» Your objective: Copy every line of the items below verbatim, leaving out the pictures.

[start]

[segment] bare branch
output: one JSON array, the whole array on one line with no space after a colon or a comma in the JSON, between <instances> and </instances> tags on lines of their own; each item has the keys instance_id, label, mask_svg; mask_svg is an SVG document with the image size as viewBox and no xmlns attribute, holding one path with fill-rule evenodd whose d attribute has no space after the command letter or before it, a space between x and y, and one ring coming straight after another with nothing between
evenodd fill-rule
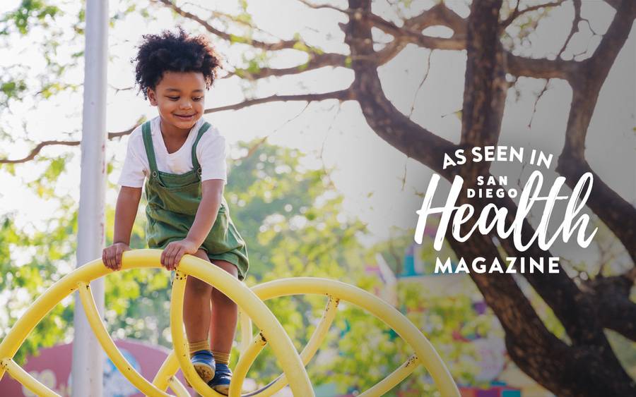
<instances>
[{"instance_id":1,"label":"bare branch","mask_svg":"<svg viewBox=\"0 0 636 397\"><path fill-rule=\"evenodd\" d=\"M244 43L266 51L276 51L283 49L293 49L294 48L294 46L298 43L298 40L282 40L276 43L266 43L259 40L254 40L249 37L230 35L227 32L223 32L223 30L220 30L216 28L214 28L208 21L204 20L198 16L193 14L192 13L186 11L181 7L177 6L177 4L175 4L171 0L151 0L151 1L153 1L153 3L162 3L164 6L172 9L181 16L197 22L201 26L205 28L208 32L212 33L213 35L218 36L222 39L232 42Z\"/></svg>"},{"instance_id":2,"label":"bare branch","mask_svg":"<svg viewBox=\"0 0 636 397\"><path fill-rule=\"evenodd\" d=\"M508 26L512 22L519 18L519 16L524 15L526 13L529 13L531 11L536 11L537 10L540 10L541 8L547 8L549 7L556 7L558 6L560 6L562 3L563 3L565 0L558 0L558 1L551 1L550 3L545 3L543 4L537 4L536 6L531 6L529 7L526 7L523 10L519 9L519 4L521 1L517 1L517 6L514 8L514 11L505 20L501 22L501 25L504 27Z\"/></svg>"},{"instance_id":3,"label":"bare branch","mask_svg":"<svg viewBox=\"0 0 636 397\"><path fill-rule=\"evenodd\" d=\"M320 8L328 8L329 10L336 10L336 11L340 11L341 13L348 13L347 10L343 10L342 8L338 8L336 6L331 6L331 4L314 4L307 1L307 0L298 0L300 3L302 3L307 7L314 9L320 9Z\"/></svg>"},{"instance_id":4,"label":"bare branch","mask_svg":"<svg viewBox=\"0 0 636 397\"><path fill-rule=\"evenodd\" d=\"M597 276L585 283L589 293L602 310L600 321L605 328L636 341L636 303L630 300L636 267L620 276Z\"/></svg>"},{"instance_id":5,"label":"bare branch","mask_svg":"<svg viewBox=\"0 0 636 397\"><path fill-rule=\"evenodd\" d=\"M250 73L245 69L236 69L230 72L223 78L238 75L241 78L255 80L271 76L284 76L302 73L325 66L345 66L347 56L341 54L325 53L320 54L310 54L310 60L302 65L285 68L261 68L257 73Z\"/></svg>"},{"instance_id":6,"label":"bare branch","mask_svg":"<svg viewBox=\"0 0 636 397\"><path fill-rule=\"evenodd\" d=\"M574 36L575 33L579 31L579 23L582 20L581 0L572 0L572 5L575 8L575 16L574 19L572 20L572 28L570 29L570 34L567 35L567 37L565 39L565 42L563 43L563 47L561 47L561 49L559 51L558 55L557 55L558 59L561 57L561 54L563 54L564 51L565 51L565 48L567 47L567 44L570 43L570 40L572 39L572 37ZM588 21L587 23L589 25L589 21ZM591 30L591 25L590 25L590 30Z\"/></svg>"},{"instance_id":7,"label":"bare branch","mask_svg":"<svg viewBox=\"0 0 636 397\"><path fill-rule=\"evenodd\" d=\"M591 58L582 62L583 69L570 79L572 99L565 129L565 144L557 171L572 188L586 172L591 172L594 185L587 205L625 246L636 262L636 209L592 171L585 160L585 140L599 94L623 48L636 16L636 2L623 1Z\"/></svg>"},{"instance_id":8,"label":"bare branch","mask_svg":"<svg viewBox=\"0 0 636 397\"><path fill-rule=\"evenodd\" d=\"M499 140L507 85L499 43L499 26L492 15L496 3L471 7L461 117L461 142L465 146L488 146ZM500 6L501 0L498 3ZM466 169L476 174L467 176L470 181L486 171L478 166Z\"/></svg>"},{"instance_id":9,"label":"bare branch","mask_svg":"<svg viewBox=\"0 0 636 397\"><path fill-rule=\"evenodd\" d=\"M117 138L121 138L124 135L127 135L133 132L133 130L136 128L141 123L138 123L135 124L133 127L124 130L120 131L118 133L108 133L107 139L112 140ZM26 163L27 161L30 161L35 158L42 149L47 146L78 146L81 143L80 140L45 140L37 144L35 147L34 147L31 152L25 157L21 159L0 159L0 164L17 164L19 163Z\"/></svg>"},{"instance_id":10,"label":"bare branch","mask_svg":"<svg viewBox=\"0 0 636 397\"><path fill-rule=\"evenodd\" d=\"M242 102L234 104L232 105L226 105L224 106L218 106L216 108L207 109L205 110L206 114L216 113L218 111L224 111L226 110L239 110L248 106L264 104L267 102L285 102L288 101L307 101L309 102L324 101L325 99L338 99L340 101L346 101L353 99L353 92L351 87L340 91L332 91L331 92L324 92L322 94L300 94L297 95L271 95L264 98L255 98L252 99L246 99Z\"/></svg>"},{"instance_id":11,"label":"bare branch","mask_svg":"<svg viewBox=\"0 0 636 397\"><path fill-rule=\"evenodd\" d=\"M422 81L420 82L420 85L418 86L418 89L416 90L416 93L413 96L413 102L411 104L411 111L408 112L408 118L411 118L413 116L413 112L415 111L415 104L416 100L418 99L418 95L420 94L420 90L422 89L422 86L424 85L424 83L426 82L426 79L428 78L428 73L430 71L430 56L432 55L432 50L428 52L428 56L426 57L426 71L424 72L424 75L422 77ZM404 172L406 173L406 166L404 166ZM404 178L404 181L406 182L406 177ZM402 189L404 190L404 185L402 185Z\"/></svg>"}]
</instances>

[end]

» The answer:
[segment] bare branch
output: one JSON array, the whole array on one line with no space after a colon or a comma in the JSON, between <instances> and </instances> tags on lines of their own; each item has the keys instance_id, label, mask_svg; mask_svg is an SVG document with the image size as viewBox and no xmlns attribute, holding one path with fill-rule evenodd whose d attribute has no space after the command letter or before it, a space between x and y, and one ring coming straight after another with nothing between
evenodd fill-rule
<instances>
[{"instance_id":1,"label":"bare branch","mask_svg":"<svg viewBox=\"0 0 636 397\"><path fill-rule=\"evenodd\" d=\"M244 43L266 51L276 51L283 49L293 49L294 48L294 46L298 43L298 40L282 40L276 43L266 43L259 40L254 40L249 37L230 35L227 32L223 32L223 30L220 30L216 28L214 28L208 21L204 20L198 16L193 14L192 13L186 11L181 7L177 6L177 4L175 4L171 0L151 0L151 1L153 1L153 3L162 3L164 6L172 9L181 16L197 22L201 26L205 28L208 32L212 33L213 35L218 36L222 39L232 42Z\"/></svg>"},{"instance_id":2,"label":"bare branch","mask_svg":"<svg viewBox=\"0 0 636 397\"><path fill-rule=\"evenodd\" d=\"M508 26L512 22L519 18L519 16L524 15L526 13L529 13L531 11L536 11L537 10L540 10L541 8L547 8L549 7L556 7L558 6L560 6L562 3L563 3L565 0L558 0L558 1L551 1L550 3L545 3L543 4L537 4L536 6L531 6L529 7L526 7L523 10L519 9L519 4L521 1L517 1L517 6L514 8L514 11L505 20L501 22L501 25L504 27Z\"/></svg>"},{"instance_id":3,"label":"bare branch","mask_svg":"<svg viewBox=\"0 0 636 397\"><path fill-rule=\"evenodd\" d=\"M320 8L328 8L329 10L336 10L336 11L340 11L341 13L348 13L347 10L343 10L342 8L338 8L336 6L331 6L331 4L314 4L307 1L307 0L298 0L300 3L302 3L307 7L314 9L320 9Z\"/></svg>"},{"instance_id":4,"label":"bare branch","mask_svg":"<svg viewBox=\"0 0 636 397\"><path fill-rule=\"evenodd\" d=\"M597 276L585 283L589 293L602 310L600 321L605 328L636 341L636 303L630 300L636 267L620 276Z\"/></svg>"},{"instance_id":5,"label":"bare branch","mask_svg":"<svg viewBox=\"0 0 636 397\"><path fill-rule=\"evenodd\" d=\"M250 73L245 69L236 69L230 72L223 78L238 75L241 78L255 80L271 76L284 76L302 73L325 66L345 66L347 56L341 54L325 53L320 54L310 54L310 60L302 65L285 68L261 68L257 73Z\"/></svg>"},{"instance_id":6,"label":"bare branch","mask_svg":"<svg viewBox=\"0 0 636 397\"><path fill-rule=\"evenodd\" d=\"M574 36L575 33L579 31L579 23L582 20L581 0L572 0L572 5L575 8L575 16L574 19L572 20L572 28L570 29L570 34L567 35L567 37L565 39L565 42L563 43L563 47L561 47L561 49L559 51L558 55L557 55L558 59L561 57L561 54L563 54L564 51L565 51L565 48L567 47L567 44L570 43L570 40L572 39L572 37ZM588 21L587 23L589 25L589 21ZM591 30L591 25L590 25L590 30Z\"/></svg>"},{"instance_id":7,"label":"bare branch","mask_svg":"<svg viewBox=\"0 0 636 397\"><path fill-rule=\"evenodd\" d=\"M591 58L582 62L583 69L570 79L572 99L565 129L565 144L557 171L572 188L586 172L591 172L594 185L587 205L625 246L636 262L636 209L592 171L585 160L585 140L599 94L623 48L636 16L636 2L623 1Z\"/></svg>"},{"instance_id":8,"label":"bare branch","mask_svg":"<svg viewBox=\"0 0 636 397\"><path fill-rule=\"evenodd\" d=\"M499 140L507 85L499 43L499 26L492 15L496 3L471 7L461 117L461 142L465 146L488 146ZM500 6L501 0L498 3ZM466 169L476 174L467 176L470 181L486 171L478 166Z\"/></svg>"},{"instance_id":9,"label":"bare branch","mask_svg":"<svg viewBox=\"0 0 636 397\"><path fill-rule=\"evenodd\" d=\"M117 138L121 138L124 135L127 135L133 132L133 130L136 128L141 123L138 123L135 124L133 127L124 130L120 131L118 133L108 133L107 139L112 140ZM26 163L27 161L30 161L35 158L42 149L47 146L78 146L81 143L80 140L45 140L37 144L35 147L34 147L31 152L25 157L21 159L0 159L0 164L17 164L19 163Z\"/></svg>"},{"instance_id":10,"label":"bare branch","mask_svg":"<svg viewBox=\"0 0 636 397\"><path fill-rule=\"evenodd\" d=\"M242 102L234 104L232 105L226 105L224 106L218 106L216 108L207 109L205 110L206 114L216 113L218 111L224 111L226 110L239 110L248 106L264 104L267 102L285 102L288 101L307 101L309 102L324 101L325 99L338 99L340 101L346 101L353 99L353 92L351 87L340 91L332 91L331 92L324 92L322 94L300 94L297 95L271 95L264 98L255 98L252 99L246 99Z\"/></svg>"},{"instance_id":11,"label":"bare branch","mask_svg":"<svg viewBox=\"0 0 636 397\"><path fill-rule=\"evenodd\" d=\"M422 81L420 82L420 85L418 86L418 89L416 90L416 93L413 96L413 102L411 104L411 111L408 112L408 118L411 118L413 116L413 112L415 111L415 104L416 100L418 99L418 95L420 94L420 90L422 89L422 86L424 85L424 83L426 82L426 79L428 78L428 73L430 71L430 56L432 55L432 50L428 52L428 56L426 57L426 71L424 72L424 75L422 77ZM404 172L406 173L406 166L404 166ZM404 178L404 181L406 182L406 177ZM402 189L404 190L404 185L402 185Z\"/></svg>"}]
</instances>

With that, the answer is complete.